Dataset items:
☆ ☆ ☆ ☆

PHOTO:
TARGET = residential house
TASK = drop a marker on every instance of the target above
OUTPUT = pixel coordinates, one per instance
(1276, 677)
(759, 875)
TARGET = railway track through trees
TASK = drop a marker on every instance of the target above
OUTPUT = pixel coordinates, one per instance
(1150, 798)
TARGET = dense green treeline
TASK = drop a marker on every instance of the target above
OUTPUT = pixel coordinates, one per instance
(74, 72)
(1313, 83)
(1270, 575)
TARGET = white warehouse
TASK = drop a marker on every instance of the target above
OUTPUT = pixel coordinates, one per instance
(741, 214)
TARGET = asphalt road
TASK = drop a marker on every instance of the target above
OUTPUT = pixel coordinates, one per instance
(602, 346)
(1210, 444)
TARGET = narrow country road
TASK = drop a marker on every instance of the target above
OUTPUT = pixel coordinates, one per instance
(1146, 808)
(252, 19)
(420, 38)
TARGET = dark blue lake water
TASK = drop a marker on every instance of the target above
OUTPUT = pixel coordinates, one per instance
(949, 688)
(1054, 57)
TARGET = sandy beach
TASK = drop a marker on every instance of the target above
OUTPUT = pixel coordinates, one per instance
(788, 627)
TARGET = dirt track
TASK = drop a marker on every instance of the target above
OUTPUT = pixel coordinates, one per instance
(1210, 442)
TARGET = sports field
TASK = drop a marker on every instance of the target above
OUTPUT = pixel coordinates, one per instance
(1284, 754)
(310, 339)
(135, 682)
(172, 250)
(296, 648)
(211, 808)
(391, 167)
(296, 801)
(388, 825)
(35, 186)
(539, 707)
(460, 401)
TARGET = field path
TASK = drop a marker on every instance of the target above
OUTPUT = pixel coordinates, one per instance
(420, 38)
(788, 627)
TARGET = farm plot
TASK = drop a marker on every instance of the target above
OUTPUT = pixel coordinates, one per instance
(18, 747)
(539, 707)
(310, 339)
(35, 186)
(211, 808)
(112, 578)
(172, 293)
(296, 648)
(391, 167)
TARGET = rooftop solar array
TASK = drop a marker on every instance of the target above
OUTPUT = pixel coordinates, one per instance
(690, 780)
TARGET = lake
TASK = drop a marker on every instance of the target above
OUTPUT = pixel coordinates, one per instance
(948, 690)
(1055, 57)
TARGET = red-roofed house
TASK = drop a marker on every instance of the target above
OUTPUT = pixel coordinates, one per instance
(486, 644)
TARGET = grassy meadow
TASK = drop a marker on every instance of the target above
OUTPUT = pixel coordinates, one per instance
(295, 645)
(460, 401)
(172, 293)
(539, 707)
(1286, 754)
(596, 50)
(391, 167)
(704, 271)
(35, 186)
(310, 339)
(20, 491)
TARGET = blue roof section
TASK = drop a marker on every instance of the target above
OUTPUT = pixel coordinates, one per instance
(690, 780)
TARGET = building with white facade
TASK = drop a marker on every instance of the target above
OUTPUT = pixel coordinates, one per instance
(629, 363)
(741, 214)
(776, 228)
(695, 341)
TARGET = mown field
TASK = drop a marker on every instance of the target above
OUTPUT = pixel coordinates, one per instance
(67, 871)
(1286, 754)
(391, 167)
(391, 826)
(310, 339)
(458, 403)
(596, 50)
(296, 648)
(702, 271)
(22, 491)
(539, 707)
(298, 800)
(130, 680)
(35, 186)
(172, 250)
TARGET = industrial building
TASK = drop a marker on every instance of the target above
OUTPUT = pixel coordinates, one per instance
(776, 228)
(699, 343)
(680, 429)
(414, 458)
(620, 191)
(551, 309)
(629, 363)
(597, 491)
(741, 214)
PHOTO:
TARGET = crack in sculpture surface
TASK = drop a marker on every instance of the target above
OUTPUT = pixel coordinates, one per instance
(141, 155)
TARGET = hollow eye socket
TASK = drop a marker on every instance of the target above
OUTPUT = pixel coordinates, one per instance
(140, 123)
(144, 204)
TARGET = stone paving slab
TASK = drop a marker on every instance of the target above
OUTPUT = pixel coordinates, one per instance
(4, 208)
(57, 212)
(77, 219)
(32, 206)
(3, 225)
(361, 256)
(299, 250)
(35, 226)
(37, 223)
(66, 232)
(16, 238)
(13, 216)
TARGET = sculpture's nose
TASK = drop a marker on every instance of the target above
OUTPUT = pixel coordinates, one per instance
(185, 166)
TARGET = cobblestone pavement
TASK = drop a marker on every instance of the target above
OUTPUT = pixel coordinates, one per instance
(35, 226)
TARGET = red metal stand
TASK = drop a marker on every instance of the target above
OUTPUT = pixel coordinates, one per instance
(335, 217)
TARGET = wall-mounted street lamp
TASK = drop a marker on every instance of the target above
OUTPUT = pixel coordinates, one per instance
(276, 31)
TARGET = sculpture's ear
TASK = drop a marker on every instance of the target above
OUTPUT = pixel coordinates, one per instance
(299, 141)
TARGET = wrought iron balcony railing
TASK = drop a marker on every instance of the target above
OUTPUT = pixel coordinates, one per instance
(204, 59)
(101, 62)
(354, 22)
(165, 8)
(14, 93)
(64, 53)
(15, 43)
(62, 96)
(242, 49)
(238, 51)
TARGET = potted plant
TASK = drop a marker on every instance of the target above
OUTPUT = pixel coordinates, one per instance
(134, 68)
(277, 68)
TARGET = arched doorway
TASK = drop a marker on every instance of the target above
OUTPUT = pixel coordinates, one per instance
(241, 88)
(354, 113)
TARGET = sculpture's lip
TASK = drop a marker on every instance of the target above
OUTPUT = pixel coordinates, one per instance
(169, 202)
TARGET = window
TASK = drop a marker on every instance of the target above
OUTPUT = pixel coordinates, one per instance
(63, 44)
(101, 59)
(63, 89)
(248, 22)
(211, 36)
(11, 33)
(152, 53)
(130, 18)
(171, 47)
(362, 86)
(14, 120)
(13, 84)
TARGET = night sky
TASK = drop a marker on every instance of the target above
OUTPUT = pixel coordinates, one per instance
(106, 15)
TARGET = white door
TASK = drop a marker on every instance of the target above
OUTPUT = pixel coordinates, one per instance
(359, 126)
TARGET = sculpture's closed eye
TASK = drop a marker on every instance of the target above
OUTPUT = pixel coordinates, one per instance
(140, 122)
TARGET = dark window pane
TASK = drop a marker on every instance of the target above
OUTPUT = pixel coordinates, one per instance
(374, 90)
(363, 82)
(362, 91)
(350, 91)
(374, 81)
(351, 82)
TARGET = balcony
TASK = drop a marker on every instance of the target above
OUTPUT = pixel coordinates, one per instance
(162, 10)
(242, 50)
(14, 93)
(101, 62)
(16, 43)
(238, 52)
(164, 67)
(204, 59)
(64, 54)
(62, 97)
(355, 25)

☆ ☆ ☆ ☆

■ What the exercise asks
Among the lines of the entries above, count those containing the string "window". Write the number alone.

■ Expected answer
2